▸ **Instructions for the task**
Verbatim output of all the material below is required.

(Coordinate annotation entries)
----

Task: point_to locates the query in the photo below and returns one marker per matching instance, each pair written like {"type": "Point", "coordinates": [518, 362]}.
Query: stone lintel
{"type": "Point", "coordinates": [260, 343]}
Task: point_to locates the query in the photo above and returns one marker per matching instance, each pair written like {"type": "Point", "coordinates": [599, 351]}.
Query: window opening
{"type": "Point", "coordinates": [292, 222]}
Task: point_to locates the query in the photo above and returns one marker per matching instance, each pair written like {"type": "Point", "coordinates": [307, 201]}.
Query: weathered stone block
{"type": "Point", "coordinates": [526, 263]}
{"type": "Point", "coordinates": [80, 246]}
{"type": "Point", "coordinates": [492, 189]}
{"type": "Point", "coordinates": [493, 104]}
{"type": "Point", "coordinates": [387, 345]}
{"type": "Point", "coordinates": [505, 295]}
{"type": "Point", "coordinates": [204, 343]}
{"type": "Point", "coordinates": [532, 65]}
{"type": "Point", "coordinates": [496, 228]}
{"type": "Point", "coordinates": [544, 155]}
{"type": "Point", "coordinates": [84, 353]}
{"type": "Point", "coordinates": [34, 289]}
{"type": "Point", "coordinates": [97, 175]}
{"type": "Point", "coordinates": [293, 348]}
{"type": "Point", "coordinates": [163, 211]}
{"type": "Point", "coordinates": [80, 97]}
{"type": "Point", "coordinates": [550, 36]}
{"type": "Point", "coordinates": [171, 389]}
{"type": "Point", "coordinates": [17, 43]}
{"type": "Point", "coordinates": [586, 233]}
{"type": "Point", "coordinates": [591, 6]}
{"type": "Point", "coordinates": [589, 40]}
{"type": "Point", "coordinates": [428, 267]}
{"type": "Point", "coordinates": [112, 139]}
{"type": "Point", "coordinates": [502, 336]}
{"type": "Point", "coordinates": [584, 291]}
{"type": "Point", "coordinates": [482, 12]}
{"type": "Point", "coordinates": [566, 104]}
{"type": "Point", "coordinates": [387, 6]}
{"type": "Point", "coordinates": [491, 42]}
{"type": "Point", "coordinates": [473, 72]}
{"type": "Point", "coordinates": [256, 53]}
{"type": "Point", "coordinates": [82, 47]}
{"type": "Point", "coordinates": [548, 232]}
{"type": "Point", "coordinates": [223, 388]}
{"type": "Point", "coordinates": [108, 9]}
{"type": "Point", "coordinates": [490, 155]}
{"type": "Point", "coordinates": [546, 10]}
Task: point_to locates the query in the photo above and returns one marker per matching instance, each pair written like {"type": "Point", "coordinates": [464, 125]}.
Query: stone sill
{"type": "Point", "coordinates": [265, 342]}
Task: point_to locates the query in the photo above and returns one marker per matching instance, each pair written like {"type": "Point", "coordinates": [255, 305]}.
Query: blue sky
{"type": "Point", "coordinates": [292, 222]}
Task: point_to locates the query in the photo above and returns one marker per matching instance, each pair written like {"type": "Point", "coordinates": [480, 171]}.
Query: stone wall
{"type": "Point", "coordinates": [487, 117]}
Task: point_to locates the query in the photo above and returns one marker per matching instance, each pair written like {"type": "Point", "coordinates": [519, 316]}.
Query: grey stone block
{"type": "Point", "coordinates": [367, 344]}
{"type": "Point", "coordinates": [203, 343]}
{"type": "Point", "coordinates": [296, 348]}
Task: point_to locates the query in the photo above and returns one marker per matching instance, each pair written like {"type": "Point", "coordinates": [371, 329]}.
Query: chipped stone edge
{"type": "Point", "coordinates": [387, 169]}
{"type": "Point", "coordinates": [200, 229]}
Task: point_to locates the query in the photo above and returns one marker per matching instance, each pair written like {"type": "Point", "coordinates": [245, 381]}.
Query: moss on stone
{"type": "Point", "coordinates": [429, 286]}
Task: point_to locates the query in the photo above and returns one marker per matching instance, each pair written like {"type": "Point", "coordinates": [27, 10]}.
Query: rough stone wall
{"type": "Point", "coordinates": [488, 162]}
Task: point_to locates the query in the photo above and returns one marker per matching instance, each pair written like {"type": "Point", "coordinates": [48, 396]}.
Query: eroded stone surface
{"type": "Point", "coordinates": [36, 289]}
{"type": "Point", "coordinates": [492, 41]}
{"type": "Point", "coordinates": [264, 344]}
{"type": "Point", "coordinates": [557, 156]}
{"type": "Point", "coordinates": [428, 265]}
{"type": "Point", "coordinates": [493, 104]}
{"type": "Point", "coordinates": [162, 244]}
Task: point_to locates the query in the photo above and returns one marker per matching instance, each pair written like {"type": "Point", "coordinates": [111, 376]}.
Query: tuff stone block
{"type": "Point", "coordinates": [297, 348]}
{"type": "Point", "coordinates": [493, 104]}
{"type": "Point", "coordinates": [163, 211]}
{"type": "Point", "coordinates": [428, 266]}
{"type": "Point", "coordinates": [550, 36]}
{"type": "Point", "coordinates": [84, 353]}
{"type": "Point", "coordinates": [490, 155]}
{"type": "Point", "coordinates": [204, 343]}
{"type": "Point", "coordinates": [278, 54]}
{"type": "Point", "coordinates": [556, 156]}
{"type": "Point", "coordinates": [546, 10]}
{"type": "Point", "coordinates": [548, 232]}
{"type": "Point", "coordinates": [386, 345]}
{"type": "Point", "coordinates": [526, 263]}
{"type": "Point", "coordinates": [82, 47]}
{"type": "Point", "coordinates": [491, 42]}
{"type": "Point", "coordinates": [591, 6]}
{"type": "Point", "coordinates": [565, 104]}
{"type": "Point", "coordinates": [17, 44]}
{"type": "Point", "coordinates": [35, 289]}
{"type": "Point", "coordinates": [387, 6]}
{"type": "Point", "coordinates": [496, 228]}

----

▸ **Solution to the problem**
Task: point_to locates the query in the photo below and returns one marker per matching instance, each pair written like {"type": "Point", "coordinates": [518, 362]}.
Query: stone lintel
{"type": "Point", "coordinates": [260, 343]}
Task: point_to locates the query in the photo above and returns one marker per matching instance, each pair written like {"type": "Point", "coordinates": [599, 351]}.
Query: window opening
{"type": "Point", "coordinates": [292, 222]}
Task: point_to locates the query in the photo above and returns one marker per matching instance, each pair written like {"type": "Point", "coordinates": [307, 201]}.
Query: weathered stone block
{"type": "Point", "coordinates": [526, 263]}
{"type": "Point", "coordinates": [80, 246]}
{"type": "Point", "coordinates": [492, 189]}
{"type": "Point", "coordinates": [493, 104]}
{"type": "Point", "coordinates": [387, 345]}
{"type": "Point", "coordinates": [505, 295]}
{"type": "Point", "coordinates": [204, 343]}
{"type": "Point", "coordinates": [532, 65]}
{"type": "Point", "coordinates": [496, 228]}
{"type": "Point", "coordinates": [544, 155]}
{"type": "Point", "coordinates": [84, 353]}
{"type": "Point", "coordinates": [34, 289]}
{"type": "Point", "coordinates": [97, 175]}
{"type": "Point", "coordinates": [293, 348]}
{"type": "Point", "coordinates": [163, 211]}
{"type": "Point", "coordinates": [80, 97]}
{"type": "Point", "coordinates": [550, 36]}
{"type": "Point", "coordinates": [171, 389]}
{"type": "Point", "coordinates": [17, 43]}
{"type": "Point", "coordinates": [586, 233]}
{"type": "Point", "coordinates": [591, 6]}
{"type": "Point", "coordinates": [589, 40]}
{"type": "Point", "coordinates": [428, 267]}
{"type": "Point", "coordinates": [112, 139]}
{"type": "Point", "coordinates": [502, 336]}
{"type": "Point", "coordinates": [584, 291]}
{"type": "Point", "coordinates": [482, 12]}
{"type": "Point", "coordinates": [566, 104]}
{"type": "Point", "coordinates": [387, 6]}
{"type": "Point", "coordinates": [491, 42]}
{"type": "Point", "coordinates": [473, 72]}
{"type": "Point", "coordinates": [256, 53]}
{"type": "Point", "coordinates": [82, 47]}
{"type": "Point", "coordinates": [548, 232]}
{"type": "Point", "coordinates": [223, 388]}
{"type": "Point", "coordinates": [108, 9]}
{"type": "Point", "coordinates": [490, 155]}
{"type": "Point", "coordinates": [546, 10]}
Task: point_to locates the query in the photo above and returns one marker per matching instance, each pair written like {"type": "Point", "coordinates": [464, 125]}.
Query: stone sill
{"type": "Point", "coordinates": [265, 342]}
Task: point_to locates the query in the photo above and returns one marker per matching instance, each pair written like {"type": "Point", "coordinates": [255, 305]}.
Query: blue sky
{"type": "Point", "coordinates": [292, 222]}
Task: point_to locates the query in the photo above and returns one marker per matching instance, each pair written like {"type": "Point", "coordinates": [480, 171]}.
Query: stone wall
{"type": "Point", "coordinates": [487, 117]}
Task: point_to locates the query in the photo above and returns one marker per matching instance, each pair written like {"type": "Point", "coordinates": [519, 316]}.
Query: grey stone block
{"type": "Point", "coordinates": [367, 344]}
{"type": "Point", "coordinates": [203, 343]}
{"type": "Point", "coordinates": [296, 348]}
Task: point_to locates the query in the photo above and returns one marker per matching instance, each pair written like {"type": "Point", "coordinates": [371, 329]}.
Query: chipped stone edge
{"type": "Point", "coordinates": [387, 169]}
{"type": "Point", "coordinates": [200, 229]}
Task: point_to locates the query in the photo above and returns one marker per matching instance, each pair written like {"type": "Point", "coordinates": [245, 381]}.
Query: moss on stone
{"type": "Point", "coordinates": [429, 286]}
Task: point_to locates the query in the photo above and returns one marker per matching instance, each pair written like {"type": "Point", "coordinates": [27, 10]}.
Query: rough stone wall
{"type": "Point", "coordinates": [488, 162]}
Task: point_to locates the query in the photo above and returns one marker per matching instance, each pair written like {"type": "Point", "coordinates": [48, 396]}.
Query: eroded stone surface
{"type": "Point", "coordinates": [36, 289]}
{"type": "Point", "coordinates": [492, 41]}
{"type": "Point", "coordinates": [264, 344]}
{"type": "Point", "coordinates": [557, 156]}
{"type": "Point", "coordinates": [428, 265]}
{"type": "Point", "coordinates": [493, 104]}
{"type": "Point", "coordinates": [162, 244]}
Task: point_to locates the query in the photo above and returns one marker per matching instance, each pair written like {"type": "Point", "coordinates": [111, 376]}.
Query: tuff stone block
{"type": "Point", "coordinates": [297, 348]}
{"type": "Point", "coordinates": [493, 104]}
{"type": "Point", "coordinates": [163, 211]}
{"type": "Point", "coordinates": [428, 266]}
{"type": "Point", "coordinates": [550, 36]}
{"type": "Point", "coordinates": [84, 353]}
{"type": "Point", "coordinates": [490, 155]}
{"type": "Point", "coordinates": [204, 343]}
{"type": "Point", "coordinates": [278, 54]}
{"type": "Point", "coordinates": [556, 156]}
{"type": "Point", "coordinates": [546, 10]}
{"type": "Point", "coordinates": [548, 232]}
{"type": "Point", "coordinates": [386, 345]}
{"type": "Point", "coordinates": [526, 263]}
{"type": "Point", "coordinates": [82, 47]}
{"type": "Point", "coordinates": [491, 42]}
{"type": "Point", "coordinates": [591, 6]}
{"type": "Point", "coordinates": [565, 104]}
{"type": "Point", "coordinates": [17, 44]}
{"type": "Point", "coordinates": [35, 289]}
{"type": "Point", "coordinates": [387, 6]}
{"type": "Point", "coordinates": [496, 228]}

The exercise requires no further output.